Stored items from a collection:
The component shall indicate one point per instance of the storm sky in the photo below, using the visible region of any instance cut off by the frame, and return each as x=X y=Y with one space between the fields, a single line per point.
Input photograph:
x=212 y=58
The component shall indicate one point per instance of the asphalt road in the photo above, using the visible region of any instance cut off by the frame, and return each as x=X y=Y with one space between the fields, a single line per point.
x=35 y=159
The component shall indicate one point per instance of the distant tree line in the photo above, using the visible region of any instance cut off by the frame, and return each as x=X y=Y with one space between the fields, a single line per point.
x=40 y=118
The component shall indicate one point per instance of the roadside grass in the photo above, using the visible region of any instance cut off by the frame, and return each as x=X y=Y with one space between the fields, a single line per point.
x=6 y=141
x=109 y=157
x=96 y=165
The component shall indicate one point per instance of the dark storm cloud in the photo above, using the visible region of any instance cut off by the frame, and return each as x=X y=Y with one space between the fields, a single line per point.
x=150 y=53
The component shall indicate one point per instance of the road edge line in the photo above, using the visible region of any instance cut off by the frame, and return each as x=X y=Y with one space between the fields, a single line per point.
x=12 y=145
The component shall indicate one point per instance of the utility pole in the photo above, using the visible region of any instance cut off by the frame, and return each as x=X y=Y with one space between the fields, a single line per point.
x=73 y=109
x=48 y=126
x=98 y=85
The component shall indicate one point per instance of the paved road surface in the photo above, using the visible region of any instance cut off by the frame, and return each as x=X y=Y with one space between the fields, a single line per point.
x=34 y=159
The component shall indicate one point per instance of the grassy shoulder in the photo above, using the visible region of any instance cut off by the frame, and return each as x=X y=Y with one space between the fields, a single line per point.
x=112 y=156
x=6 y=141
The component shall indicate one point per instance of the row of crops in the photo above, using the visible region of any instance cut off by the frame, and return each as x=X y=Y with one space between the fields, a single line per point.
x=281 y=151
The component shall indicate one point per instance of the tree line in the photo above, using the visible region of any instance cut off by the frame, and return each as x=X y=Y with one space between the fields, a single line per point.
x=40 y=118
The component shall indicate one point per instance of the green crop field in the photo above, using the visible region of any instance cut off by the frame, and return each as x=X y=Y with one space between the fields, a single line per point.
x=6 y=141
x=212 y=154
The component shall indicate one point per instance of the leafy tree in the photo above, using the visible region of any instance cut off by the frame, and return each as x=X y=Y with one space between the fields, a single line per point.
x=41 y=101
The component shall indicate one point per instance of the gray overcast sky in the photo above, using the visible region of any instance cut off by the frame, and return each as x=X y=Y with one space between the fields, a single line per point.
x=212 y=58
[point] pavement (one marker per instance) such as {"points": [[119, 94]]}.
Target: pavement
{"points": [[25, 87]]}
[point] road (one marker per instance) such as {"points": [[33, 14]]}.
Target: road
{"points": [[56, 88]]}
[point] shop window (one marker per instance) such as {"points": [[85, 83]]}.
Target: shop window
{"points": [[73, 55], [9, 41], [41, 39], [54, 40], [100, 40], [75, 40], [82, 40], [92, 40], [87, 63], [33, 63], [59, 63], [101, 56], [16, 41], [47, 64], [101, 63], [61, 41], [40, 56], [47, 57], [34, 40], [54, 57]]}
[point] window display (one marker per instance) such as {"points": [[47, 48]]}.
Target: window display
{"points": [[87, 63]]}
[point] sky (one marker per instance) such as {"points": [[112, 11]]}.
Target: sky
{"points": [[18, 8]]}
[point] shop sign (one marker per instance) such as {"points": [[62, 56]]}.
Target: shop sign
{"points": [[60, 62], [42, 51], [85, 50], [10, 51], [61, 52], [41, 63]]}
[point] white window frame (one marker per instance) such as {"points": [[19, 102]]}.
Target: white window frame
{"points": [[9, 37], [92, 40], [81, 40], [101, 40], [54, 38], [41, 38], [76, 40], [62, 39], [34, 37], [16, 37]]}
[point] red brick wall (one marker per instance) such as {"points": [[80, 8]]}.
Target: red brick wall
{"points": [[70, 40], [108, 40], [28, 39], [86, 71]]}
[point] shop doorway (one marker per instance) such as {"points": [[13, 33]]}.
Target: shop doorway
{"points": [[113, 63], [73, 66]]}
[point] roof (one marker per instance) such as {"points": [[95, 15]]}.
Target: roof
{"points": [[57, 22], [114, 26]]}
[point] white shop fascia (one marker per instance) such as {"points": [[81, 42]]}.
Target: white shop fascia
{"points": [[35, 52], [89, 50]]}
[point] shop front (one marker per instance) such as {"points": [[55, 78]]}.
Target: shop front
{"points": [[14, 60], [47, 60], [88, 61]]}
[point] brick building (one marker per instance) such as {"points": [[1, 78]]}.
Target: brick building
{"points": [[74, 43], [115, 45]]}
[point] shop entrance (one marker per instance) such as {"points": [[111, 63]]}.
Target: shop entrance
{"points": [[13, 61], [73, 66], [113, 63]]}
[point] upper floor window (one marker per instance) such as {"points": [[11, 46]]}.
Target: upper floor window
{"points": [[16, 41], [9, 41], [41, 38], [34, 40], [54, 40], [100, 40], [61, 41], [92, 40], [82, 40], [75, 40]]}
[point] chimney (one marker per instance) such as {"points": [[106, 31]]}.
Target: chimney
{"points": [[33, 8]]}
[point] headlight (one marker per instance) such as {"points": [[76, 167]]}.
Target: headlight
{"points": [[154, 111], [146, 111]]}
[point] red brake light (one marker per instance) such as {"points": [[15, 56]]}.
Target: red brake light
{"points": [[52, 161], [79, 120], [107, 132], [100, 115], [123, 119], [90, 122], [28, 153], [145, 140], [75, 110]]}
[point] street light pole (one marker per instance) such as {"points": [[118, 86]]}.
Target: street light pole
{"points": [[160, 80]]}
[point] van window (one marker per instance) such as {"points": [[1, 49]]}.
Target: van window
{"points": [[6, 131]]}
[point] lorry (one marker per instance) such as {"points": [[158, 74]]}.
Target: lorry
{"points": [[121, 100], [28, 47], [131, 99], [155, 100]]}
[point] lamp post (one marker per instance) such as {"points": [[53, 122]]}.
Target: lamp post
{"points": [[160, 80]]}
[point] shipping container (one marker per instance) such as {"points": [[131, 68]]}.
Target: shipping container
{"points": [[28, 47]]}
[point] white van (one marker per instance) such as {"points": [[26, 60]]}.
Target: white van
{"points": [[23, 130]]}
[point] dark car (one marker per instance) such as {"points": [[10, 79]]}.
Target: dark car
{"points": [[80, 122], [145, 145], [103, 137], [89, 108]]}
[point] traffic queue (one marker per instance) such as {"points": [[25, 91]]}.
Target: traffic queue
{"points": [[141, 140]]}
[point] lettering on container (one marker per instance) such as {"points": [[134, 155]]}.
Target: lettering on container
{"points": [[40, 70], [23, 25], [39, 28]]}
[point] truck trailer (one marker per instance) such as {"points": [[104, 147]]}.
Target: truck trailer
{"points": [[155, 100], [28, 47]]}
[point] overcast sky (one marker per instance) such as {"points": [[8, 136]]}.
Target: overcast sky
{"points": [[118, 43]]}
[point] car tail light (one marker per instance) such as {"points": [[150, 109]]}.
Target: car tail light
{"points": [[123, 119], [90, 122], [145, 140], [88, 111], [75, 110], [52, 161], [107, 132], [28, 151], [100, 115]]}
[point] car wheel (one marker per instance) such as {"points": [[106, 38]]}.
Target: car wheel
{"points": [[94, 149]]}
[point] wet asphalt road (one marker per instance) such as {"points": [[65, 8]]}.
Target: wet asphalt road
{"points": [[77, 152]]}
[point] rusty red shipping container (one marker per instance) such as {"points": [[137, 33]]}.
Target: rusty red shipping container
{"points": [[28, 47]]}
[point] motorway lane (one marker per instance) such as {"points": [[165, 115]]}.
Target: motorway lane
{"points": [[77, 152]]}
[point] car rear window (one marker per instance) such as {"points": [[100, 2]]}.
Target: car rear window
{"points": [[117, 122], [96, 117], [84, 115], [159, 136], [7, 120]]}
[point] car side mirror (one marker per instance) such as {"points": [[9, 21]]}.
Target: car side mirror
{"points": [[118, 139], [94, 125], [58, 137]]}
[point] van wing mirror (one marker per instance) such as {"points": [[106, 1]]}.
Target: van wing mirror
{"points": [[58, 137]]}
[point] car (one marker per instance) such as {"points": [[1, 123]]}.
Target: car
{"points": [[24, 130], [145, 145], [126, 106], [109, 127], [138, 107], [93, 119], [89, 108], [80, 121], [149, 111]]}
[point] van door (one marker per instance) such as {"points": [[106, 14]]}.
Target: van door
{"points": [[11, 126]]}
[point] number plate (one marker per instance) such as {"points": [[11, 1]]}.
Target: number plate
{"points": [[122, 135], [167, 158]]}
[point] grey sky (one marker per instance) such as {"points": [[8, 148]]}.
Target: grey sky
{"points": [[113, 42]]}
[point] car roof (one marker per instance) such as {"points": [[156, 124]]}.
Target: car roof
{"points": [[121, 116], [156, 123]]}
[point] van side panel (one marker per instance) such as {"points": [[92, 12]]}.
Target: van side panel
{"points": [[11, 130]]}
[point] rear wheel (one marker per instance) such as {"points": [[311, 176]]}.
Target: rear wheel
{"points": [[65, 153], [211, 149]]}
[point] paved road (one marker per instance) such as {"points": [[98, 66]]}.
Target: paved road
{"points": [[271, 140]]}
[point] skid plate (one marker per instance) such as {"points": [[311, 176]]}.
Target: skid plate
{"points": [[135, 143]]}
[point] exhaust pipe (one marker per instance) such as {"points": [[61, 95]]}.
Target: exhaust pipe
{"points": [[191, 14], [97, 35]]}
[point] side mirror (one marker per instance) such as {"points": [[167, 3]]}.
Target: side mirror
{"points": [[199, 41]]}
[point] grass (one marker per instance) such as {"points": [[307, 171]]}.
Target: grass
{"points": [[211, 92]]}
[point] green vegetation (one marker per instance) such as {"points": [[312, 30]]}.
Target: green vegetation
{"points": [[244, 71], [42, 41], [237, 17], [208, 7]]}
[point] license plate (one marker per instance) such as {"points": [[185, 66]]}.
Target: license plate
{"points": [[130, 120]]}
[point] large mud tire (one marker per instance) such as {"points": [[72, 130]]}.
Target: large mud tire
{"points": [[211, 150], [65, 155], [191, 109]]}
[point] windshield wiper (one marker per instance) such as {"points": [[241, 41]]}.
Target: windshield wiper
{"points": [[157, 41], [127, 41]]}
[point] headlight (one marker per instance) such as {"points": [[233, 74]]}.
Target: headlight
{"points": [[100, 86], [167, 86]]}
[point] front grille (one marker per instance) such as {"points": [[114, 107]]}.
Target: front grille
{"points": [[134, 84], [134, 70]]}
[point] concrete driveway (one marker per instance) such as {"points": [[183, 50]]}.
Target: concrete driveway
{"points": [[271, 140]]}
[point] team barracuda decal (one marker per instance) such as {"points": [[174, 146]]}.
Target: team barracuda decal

> _Brief_
Reproduce every line of the records containing the string "decal".

> _Exercise response_
[point] team barracuda decal (one marker per instance) such as {"points": [[174, 146]]}.
Target: team barracuda decal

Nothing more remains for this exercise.